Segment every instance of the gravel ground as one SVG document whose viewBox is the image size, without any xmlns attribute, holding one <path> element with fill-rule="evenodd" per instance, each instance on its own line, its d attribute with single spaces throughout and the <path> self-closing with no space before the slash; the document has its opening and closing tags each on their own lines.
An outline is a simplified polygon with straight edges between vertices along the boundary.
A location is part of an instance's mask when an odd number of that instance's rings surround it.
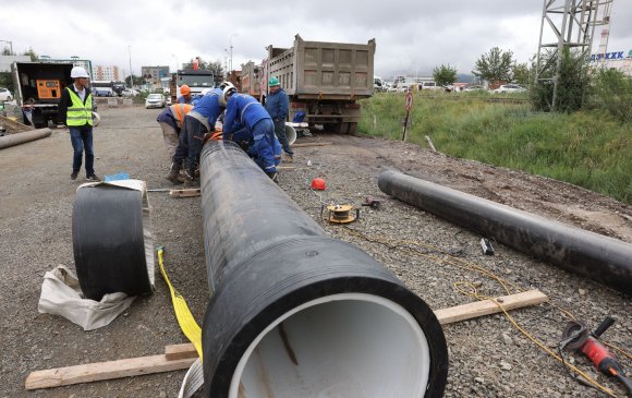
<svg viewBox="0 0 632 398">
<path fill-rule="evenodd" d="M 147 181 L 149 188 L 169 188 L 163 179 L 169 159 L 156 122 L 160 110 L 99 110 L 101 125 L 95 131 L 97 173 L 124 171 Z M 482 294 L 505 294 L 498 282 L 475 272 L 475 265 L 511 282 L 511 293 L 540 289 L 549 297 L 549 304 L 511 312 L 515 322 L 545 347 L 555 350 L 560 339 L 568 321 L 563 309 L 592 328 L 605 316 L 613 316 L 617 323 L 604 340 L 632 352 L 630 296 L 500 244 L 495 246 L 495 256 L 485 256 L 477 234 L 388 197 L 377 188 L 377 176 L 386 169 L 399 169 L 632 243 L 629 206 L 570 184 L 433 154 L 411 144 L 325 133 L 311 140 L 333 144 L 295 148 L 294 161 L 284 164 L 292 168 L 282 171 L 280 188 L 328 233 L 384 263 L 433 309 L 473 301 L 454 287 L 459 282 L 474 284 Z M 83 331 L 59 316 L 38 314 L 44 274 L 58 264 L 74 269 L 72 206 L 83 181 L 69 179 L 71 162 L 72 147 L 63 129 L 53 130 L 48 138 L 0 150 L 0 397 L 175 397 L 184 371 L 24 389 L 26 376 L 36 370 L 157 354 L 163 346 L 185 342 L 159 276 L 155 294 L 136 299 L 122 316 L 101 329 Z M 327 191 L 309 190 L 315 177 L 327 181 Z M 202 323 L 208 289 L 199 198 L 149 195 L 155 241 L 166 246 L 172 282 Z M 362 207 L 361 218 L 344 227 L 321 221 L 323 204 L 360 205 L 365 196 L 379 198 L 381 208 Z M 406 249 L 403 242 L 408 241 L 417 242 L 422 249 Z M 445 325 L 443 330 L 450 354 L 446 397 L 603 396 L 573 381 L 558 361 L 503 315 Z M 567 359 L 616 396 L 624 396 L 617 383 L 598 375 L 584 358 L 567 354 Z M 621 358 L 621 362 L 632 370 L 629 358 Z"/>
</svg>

==========

- [Problem to work on]
Rewrite the data above with "gravel ground" switched to "paved ground" wherever it occurs and every other word left as it is. Leave the pictures out.

- [Correct response]
Segment every instance of the paved ground as one SVG document whose viewBox is the image size, without any xmlns attribute, holding one <path> element with fill-rule="evenodd" per instance, each instance on its own line, its d attribute with single spaces throughout and the <path> self-closing with no space before the slash; the document has its opening and closing tags each on their own lines.
An outline is a simplified polygon with straight edges between vertices along the boundary.
A location is part of an instance's mask when an odd number of that instance's rings surround it.
<svg viewBox="0 0 632 398">
<path fill-rule="evenodd" d="M 147 181 L 149 188 L 169 188 L 163 179 L 169 159 L 156 122 L 160 110 L 99 110 L 101 125 L 95 131 L 97 173 L 124 171 Z M 482 294 L 505 294 L 498 282 L 475 272 L 475 265 L 511 282 L 511 293 L 540 289 L 549 297 L 549 304 L 511 312 L 515 322 L 545 347 L 555 350 L 560 339 L 568 321 L 563 309 L 592 328 L 605 316 L 613 316 L 617 323 L 604 340 L 632 352 L 630 296 L 500 244 L 495 246 L 495 256 L 485 256 L 477 234 L 388 197 L 377 188 L 377 176 L 386 169 L 399 169 L 632 243 L 629 206 L 570 184 L 433 154 L 411 144 L 325 133 L 311 140 L 333 144 L 295 148 L 294 161 L 284 164 L 292 168 L 282 171 L 280 188 L 328 233 L 384 263 L 433 309 L 473 301 L 454 287 L 459 282 L 474 284 Z M 83 331 L 59 316 L 38 314 L 44 274 L 58 264 L 74 269 L 72 206 L 83 181 L 69 179 L 71 162 L 72 147 L 63 129 L 53 130 L 48 138 L 0 150 L 0 397 L 175 397 L 184 371 L 24 389 L 26 376 L 36 370 L 157 354 L 163 346 L 185 342 L 159 276 L 155 294 L 136 299 L 122 316 L 101 329 Z M 327 191 L 309 190 L 315 177 L 327 181 Z M 202 323 L 208 289 L 199 198 L 149 195 L 155 241 L 166 246 L 172 282 Z M 362 207 L 361 218 L 344 227 L 321 221 L 323 204 L 360 205 L 365 196 L 379 198 L 381 208 Z M 406 249 L 403 242 L 408 241 L 417 242 L 422 249 Z M 445 325 L 443 330 L 450 354 L 446 397 L 603 396 L 573 381 L 558 361 L 503 315 Z M 567 359 L 616 396 L 624 396 L 617 383 L 598 375 L 584 358 L 567 354 Z M 621 358 L 621 362 L 632 370 L 629 358 Z"/>
</svg>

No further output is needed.